* [TEXTE À LIRE]:
○ ○ ○ ○

Philippe de Dieuleveult y ayant particulièrement attiré l’attention, il passera les « tests » pour « La chasse au trésor », les réussira et… entre 1980 et 1984, accompagnera les téléspectateurs francophones durant 108 émissions, tout autour du monde. Une belle route venait de s’ouvrir pour cet homme qui, visiblement, réussissait tout ce qu’il entreprenait, et qui n’avait peur de rien. Son credo : témoigner. Partout où il le pourrait.
La saison 5 de « La chasse aux trésors » ne verra jamais le jour. Pour « raisons techniques ». Mais Philippe de Dieuleveult ne s’arrête pas pour autant. Un livre (« J’ai du ciel bleu dans mon passeport »), une société de production (« Passeport bleu ») et un nombre incalculable de sujets à réaliser qui se bousculent dans sa tête. Il a du pain sur la planche…

Dès 1985, il va être contacté pour participer (et servir de caution ?) à une expédition sur le fleuve Zaïre (ex-Congo), baptisée « Africa-Raft ». Mais si la préparation de cette expédition, à l’époque, est discrète, son épilogue, lui, va défrayer la chronique dès le mois d’août de cette même année, et attend encore son point final.
Quiconque veut s’en donner la peine peut aujourd’hui trouver trace des évènements, et de l’accident, qui se sont déroulés le 6 août 1985, du côté du barrage d’Inga, au Zaïre. « Accident » est employé ici à dessein, car, en regard de la dangerosité extrême de ce projet humain, ils sont nombreux à avoir conclu qu’il ne pouvait s’agir d’autre chose. Très nombreux… pourtant, très vite, certains n’ont pas adhéré à cette thèse d’une simple disparition dans les flots qui, si elle semble acquise pour une partie de l’expédition – qui regroupait deux embarcations – pose question pour l’autre. Des zones d’ombres sont nées, portées en leur temps par des hommes malheureusement disparus aujourd’hui.
Jean de Dieuleveult est le frère de Philippe. Un de ses frères car ils sont sept. Militaire de carrière, avec la tête bien posée sur ses épaules, il ne rejoint pas le flot des partisans de l’accident.
Il n’y croit pas un seul instant et la quête qu’il va entamer très vite ne le fera jamais dévier.

○ ○ ○ ○

* [OBJECTIF A]:
Comptez les lignes des entrées où figure la chaîne « white », en tenant compte de la casse, puis donnez seulement ce nombre.
Les entrées n'ont aucun lien avec le texte sur Philippe de Dieuleveult.

* [EXTRAITS DE DONNÉES]:
○ ○ ○ ○

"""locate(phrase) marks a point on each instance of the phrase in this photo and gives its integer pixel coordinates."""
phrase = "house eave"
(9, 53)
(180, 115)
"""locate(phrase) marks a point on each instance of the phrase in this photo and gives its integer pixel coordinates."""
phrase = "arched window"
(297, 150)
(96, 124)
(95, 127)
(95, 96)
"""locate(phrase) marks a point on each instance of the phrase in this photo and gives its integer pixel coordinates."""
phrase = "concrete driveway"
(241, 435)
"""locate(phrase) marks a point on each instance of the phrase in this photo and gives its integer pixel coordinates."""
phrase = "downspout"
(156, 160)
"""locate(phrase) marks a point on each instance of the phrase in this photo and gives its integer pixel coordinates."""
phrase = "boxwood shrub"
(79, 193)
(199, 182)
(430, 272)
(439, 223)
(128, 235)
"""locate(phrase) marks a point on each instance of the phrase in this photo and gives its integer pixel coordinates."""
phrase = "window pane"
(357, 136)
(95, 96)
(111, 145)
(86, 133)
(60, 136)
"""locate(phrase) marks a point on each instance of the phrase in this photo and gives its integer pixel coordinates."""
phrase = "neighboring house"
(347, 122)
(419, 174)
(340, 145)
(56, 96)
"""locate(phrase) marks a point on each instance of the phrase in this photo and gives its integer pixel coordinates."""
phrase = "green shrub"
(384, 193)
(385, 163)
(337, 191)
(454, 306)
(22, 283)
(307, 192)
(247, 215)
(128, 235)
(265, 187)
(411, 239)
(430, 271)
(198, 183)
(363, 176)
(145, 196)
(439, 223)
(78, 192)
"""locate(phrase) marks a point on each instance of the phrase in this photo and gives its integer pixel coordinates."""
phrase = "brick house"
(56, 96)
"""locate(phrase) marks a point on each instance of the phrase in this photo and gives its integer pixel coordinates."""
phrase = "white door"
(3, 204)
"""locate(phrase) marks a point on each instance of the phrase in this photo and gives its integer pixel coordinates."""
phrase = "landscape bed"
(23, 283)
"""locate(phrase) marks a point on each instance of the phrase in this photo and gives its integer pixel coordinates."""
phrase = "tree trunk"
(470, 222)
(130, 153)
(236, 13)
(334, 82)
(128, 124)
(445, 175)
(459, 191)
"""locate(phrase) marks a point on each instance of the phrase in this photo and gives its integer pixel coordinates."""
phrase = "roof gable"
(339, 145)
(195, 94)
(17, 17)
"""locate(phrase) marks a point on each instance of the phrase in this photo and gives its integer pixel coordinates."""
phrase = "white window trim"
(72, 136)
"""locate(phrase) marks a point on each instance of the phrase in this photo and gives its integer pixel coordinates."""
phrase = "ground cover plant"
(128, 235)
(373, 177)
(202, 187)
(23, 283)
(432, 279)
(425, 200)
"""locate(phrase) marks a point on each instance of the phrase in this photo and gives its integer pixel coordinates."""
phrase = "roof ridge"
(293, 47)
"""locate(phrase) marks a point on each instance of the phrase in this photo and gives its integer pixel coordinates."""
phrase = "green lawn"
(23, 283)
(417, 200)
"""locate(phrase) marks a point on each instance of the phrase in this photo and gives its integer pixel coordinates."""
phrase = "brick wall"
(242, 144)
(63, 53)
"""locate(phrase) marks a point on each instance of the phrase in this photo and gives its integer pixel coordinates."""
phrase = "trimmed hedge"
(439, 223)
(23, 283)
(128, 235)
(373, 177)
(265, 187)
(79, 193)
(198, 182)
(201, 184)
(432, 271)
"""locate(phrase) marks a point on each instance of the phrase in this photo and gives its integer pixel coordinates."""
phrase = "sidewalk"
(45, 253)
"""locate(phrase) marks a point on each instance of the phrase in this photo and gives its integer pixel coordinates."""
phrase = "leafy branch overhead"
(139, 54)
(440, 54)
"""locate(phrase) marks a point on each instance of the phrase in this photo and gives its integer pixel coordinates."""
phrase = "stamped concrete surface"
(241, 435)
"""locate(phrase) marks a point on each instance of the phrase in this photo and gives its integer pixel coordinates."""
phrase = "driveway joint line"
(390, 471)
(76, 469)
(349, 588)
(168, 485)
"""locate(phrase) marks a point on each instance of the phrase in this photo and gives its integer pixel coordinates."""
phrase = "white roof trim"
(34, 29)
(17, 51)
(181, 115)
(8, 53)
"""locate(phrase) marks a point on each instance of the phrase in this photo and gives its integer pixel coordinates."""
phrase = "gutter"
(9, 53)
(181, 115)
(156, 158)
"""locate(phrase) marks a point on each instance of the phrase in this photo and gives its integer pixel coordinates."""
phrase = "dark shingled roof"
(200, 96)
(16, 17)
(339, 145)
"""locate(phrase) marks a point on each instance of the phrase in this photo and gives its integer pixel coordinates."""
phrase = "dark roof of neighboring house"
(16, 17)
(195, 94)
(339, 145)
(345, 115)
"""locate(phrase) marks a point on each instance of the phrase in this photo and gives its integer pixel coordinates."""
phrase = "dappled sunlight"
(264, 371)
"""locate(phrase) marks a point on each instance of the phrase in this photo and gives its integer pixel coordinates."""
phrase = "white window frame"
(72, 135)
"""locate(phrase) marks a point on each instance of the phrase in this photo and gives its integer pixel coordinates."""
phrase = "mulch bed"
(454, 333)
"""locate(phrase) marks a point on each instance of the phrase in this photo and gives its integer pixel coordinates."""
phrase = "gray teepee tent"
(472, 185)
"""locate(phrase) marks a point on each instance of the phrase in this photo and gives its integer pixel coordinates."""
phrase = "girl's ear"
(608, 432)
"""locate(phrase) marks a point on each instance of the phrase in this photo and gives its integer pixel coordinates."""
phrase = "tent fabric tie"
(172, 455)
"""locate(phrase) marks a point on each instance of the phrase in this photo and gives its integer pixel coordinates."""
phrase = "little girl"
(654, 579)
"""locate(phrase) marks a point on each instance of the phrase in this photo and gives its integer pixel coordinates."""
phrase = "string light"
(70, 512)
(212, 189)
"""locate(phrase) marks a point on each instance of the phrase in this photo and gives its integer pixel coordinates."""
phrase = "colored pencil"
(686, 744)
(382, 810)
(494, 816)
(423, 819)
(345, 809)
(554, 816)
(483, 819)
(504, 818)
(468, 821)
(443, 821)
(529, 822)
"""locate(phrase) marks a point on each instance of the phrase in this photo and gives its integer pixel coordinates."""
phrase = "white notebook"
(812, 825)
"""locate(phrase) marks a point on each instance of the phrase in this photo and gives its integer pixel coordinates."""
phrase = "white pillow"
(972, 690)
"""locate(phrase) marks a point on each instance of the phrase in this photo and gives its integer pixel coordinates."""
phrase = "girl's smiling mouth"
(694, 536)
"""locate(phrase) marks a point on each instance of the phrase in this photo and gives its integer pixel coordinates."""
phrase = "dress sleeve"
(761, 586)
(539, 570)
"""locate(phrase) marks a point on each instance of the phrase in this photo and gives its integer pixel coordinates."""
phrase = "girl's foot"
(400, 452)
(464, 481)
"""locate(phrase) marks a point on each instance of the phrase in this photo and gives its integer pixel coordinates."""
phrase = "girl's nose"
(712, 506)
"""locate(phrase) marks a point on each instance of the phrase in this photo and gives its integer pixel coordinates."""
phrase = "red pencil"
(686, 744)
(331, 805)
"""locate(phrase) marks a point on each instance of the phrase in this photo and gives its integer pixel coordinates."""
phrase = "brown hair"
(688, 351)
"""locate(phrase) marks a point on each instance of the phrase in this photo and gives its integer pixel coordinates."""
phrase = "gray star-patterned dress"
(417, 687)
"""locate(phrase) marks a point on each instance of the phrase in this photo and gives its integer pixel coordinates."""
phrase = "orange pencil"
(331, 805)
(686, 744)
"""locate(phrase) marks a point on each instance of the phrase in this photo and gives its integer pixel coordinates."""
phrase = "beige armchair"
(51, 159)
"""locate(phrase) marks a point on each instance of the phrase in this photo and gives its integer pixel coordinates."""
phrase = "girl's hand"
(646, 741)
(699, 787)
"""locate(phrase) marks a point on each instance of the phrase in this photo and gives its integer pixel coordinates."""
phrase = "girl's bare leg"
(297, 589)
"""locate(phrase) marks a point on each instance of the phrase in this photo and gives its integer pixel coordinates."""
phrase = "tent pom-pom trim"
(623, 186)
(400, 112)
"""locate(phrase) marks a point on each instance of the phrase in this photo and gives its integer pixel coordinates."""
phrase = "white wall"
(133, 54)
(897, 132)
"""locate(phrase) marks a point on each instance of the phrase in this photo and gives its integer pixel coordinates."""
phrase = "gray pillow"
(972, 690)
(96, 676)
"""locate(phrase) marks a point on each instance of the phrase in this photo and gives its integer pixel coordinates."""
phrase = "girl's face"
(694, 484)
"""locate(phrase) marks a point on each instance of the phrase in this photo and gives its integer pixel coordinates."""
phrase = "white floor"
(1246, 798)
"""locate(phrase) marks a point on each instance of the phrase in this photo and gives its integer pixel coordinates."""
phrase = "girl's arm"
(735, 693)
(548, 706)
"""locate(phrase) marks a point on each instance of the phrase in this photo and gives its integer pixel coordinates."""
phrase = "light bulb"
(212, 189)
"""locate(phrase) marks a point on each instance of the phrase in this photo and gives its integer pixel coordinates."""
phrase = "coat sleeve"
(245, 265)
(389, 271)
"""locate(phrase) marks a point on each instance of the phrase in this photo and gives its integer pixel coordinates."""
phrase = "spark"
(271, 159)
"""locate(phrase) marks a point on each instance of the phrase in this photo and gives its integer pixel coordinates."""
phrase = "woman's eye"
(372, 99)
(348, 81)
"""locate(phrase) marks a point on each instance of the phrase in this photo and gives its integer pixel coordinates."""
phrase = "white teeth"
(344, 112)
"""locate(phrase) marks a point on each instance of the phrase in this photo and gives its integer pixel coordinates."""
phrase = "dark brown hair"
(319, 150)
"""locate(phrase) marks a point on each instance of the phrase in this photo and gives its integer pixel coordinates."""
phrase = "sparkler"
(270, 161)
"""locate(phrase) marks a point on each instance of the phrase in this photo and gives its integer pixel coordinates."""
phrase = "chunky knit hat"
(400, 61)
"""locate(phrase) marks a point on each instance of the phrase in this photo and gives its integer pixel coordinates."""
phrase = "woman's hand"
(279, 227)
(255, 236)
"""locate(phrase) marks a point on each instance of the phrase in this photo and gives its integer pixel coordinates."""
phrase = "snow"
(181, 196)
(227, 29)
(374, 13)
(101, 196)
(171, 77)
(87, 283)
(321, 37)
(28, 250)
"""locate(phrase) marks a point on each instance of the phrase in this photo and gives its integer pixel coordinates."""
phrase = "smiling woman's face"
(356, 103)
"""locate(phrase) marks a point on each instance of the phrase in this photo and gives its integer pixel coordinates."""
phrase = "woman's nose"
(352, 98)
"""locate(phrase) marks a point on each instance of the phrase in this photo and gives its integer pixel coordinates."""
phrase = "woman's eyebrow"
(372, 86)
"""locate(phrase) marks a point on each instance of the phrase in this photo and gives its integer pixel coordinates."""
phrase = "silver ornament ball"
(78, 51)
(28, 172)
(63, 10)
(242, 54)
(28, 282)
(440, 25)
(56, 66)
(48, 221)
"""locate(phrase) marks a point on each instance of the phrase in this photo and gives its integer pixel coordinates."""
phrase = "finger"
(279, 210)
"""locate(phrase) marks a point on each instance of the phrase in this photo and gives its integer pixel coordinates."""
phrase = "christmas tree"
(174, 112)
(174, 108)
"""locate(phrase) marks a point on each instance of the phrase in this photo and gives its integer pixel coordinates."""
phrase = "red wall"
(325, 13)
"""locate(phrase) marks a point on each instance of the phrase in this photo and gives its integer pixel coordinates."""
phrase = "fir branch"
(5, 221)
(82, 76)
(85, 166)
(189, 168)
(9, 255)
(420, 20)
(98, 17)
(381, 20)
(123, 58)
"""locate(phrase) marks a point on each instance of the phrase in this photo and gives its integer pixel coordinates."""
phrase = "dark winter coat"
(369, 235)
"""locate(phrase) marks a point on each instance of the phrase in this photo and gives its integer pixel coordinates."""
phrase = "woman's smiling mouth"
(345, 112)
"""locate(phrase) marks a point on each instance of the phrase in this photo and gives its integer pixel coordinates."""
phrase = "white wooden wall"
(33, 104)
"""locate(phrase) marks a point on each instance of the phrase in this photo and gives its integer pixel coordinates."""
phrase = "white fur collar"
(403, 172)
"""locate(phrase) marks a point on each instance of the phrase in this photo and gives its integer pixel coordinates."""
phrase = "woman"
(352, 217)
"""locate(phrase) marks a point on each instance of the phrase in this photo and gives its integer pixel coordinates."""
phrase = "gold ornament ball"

○ ○ ○ ○

* [OBJECTIF B]:
Reproduisez fidèlement le passage du texte sur Philippe de Dieuleveult situé entre « Jean de Dieuleveult » et « fera jamais dévier. », ces deux bornes comprises.

* [RÉSULTAT ATTENDU A]:
11

* [RÉSULTAT ATTENDU B]:
Jean de Dieuleveult est le frère de Philippe. Un de ses frères car ils sont sept. Militaire de carrière, avec la tête bien posée sur ses épaules, il ne rejoint pas le flot des partisans de l’accident.
Il n’y croit pas un seul instant et la quête qu’il va entamer très vite ne le fera jamais dévier.